Exercise – From the passage on REWE Group and animal welfare, transcribe word for word the section that starts with the words "Improved animal welfare through" and ends with "benefit of all.".

Passage –
Start of Block

Improved animal welfare through a venture capital project involving three very different partners – giving a very special meaning to the concept of cooperation: What cannot be achieved alone can be done by many – for the benefit of all.

“We want to support university research even more strongly in the future. It will give us a good opportunity to develop innovations even earlier and be the first to bring new products to the market.” Ludger Breloh, Head of Strategy & Innovation at REWE Group

Innovation attracts attention. It builds reputation. And, ideally, it brings business success. So there are good reasons for tracking down trends and new developments. A product’s career generally starts with a utopian-sounding idea. Only much later does it usually become apparent whether it will lead to a marketable product. If you want to be innovative you have to be open to new ideas, swim against the current now and then, and persevere. Above all, you have to be well connected, so you get access to new ideas early on. Such as gender identification in eggs, which came about through close contact and regular exchanges with scientific researchers. Universities are frequently a rich source of innovation. REWE Group has used this approach, particularly in egg production, to initiate several advances that are now industry standards and have improved animal welfare. One example is a joint project with the University of Osnabrück and the University of Veterinary Medicine Hannover. Working with an egg supplier, participants developed solutions to end the painful practise of trimming the beaks of laying hens. As a result, REWE Group has required all suppliers of store-brand products to keep hens with long beaks. Other retailers are following this example. REWE Group is also working closely with the University of Osnabrück on the subject of raising cockerels. With the help of scientists, the company is testing in leased stalls conditions under which male chicks can be fattened to avoid being slaughtered immediately after hatching.

End of Block

Records shown –
Start of Block

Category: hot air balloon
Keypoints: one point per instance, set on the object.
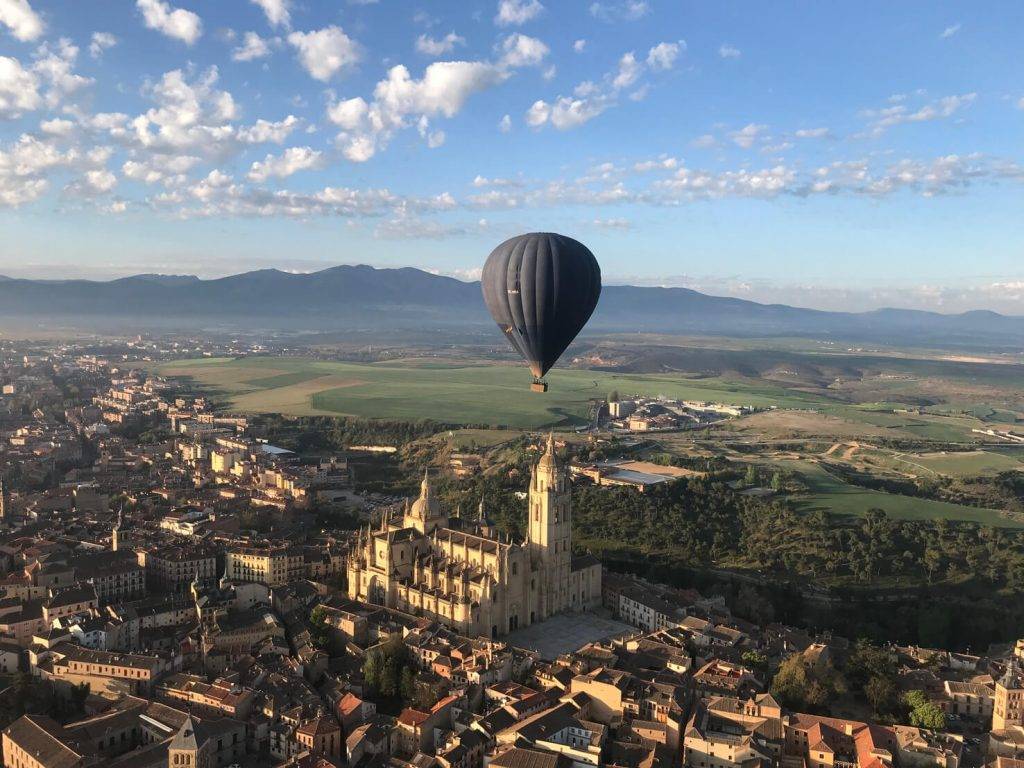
(541, 290)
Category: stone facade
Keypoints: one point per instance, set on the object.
(461, 572)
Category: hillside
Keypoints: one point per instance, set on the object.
(364, 297)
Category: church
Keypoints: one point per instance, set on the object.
(460, 572)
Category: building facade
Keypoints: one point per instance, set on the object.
(463, 574)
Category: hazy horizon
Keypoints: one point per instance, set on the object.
(838, 157)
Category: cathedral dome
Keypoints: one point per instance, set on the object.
(427, 506)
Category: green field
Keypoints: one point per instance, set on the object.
(830, 494)
(488, 394)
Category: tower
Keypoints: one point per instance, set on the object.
(1008, 709)
(116, 539)
(185, 751)
(425, 515)
(551, 531)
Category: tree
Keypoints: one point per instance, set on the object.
(924, 714)
(408, 685)
(755, 659)
(883, 695)
(320, 629)
(806, 687)
(751, 478)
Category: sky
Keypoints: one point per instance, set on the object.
(844, 156)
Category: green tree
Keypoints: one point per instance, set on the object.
(751, 477)
(806, 687)
(883, 695)
(755, 659)
(923, 713)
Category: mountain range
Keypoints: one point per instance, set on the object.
(364, 297)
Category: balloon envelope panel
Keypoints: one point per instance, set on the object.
(541, 289)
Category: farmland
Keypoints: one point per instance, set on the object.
(489, 394)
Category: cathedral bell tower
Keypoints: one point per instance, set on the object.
(551, 531)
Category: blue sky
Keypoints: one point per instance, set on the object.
(834, 155)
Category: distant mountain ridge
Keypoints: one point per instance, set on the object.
(360, 296)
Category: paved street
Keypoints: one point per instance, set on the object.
(566, 633)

End of Block

Your solution –
Improved animal welfare through a venture capital project involving three very different partners – giving a very special meaning to the concept of cooperation: What cannot be achieved alone can be done by many – for the benefit of all.